* START *

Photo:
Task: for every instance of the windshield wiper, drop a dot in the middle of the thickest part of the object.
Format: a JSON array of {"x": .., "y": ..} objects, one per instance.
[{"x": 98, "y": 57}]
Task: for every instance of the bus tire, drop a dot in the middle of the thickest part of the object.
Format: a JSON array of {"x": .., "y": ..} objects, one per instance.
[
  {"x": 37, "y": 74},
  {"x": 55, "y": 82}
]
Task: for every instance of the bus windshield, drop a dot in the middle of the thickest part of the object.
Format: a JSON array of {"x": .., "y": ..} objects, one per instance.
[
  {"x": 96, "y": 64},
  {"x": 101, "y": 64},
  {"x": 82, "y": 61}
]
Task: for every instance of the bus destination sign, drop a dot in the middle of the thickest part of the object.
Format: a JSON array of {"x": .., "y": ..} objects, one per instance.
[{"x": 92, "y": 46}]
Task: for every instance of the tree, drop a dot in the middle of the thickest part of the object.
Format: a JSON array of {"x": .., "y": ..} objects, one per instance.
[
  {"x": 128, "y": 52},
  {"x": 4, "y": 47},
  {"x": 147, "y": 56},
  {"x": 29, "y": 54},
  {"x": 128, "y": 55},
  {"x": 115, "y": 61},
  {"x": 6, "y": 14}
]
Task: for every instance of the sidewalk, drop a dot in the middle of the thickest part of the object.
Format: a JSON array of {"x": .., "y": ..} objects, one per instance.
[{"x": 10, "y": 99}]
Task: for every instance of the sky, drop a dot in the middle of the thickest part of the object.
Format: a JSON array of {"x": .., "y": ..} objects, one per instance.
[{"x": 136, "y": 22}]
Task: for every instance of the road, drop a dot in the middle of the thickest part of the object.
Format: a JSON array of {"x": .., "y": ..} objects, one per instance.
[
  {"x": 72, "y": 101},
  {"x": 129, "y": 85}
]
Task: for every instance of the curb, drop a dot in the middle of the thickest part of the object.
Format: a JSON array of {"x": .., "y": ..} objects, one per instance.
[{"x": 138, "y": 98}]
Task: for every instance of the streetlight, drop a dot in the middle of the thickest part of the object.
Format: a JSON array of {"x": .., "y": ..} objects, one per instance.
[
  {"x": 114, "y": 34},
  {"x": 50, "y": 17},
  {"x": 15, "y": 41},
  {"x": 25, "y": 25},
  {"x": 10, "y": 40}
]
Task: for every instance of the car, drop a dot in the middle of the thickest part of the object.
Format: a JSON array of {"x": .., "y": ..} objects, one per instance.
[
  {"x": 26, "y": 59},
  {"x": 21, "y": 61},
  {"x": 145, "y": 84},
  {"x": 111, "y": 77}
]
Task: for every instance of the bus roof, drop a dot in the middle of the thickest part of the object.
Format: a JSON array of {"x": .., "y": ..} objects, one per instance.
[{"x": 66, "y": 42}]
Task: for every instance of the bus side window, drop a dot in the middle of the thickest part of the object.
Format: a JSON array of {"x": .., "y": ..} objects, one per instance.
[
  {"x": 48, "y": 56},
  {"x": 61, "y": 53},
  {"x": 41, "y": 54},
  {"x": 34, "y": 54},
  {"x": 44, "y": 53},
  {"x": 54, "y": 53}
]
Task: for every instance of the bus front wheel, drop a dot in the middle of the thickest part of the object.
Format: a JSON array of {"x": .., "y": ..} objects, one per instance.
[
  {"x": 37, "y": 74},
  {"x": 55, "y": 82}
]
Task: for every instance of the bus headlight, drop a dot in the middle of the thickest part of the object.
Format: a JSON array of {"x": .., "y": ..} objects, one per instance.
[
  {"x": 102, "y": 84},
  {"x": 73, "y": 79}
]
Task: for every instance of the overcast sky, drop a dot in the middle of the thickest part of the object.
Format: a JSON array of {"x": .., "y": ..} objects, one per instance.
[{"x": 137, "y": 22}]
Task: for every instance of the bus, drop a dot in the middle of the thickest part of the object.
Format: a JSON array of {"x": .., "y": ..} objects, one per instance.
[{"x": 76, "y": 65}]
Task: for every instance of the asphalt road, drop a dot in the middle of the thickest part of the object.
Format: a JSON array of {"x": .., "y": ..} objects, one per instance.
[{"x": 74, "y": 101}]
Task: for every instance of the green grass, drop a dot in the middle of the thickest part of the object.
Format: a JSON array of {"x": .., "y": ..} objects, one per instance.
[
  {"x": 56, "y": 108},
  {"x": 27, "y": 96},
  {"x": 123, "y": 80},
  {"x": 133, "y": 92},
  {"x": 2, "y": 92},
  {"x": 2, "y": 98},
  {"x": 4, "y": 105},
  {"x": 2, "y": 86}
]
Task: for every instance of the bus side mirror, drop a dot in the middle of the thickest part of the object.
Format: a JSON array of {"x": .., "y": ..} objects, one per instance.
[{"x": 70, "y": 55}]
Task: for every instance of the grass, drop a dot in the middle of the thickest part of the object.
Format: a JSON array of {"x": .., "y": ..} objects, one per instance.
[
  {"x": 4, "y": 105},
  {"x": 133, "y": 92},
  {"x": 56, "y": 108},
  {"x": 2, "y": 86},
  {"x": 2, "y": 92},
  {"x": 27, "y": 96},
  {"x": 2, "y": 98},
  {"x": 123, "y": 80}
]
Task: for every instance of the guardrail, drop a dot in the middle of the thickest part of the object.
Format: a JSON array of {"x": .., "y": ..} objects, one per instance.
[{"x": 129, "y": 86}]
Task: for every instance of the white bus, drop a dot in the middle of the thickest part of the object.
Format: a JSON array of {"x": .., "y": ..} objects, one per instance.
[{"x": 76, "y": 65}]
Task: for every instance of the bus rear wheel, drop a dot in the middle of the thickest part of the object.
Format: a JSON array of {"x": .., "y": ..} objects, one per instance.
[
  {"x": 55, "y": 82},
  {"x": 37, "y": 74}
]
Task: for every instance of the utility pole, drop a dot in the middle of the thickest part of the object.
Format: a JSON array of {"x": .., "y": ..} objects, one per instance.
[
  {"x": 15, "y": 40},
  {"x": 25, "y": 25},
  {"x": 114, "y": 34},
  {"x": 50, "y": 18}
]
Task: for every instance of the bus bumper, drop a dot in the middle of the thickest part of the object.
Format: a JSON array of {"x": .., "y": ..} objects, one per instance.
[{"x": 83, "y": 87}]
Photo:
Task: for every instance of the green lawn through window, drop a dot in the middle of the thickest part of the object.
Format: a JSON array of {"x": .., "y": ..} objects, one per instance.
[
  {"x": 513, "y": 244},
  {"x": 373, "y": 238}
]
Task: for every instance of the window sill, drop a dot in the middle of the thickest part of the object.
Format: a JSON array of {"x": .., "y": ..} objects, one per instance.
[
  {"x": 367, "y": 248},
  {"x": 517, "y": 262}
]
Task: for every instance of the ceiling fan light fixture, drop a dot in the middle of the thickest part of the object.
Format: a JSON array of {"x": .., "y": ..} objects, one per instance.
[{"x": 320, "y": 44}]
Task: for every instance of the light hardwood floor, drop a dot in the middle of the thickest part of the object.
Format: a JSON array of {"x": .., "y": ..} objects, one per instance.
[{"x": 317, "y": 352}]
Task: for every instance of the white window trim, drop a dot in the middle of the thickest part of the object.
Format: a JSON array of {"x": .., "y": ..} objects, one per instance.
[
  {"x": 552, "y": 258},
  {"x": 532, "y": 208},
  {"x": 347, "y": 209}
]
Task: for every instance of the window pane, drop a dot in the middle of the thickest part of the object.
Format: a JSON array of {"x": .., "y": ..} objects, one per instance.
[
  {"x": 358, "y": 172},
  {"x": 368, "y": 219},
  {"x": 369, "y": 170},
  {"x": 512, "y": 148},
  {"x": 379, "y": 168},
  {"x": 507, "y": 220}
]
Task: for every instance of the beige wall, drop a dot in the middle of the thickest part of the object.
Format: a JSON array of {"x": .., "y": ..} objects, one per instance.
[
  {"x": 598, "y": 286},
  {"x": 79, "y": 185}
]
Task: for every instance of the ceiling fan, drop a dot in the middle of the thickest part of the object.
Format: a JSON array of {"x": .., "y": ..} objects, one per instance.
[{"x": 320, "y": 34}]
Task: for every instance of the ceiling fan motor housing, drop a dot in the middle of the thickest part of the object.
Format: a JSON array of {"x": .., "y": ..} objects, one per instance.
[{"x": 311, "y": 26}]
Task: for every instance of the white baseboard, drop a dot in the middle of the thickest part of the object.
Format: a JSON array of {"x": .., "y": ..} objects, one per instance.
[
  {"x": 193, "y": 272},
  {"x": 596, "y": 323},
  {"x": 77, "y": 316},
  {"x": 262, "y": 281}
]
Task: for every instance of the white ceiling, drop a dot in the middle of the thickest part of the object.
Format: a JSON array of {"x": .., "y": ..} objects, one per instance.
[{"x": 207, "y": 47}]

* END *

TASK BRIEF
Reproduce the final stretch of the data above: every line from the one holding "Task: for every instance of the white baseboard, drop" through the end, inclusive, exactly as written and nothing else.

RESPONSE BELOW
Task: for every instance of the white baseboard, drop a dot in the middle of the thickest part of the object.
Format: a JSON array of {"x": .., "y": ..} objects, one per instance.
[
  {"x": 193, "y": 272},
  {"x": 596, "y": 323},
  {"x": 77, "y": 316},
  {"x": 262, "y": 281}
]
Task: for every instance of the white ceiling, drop a dot in the middle of the thickest part of the object.
Format: a JSON array of {"x": .., "y": ..} objects, one per instance.
[{"x": 207, "y": 47}]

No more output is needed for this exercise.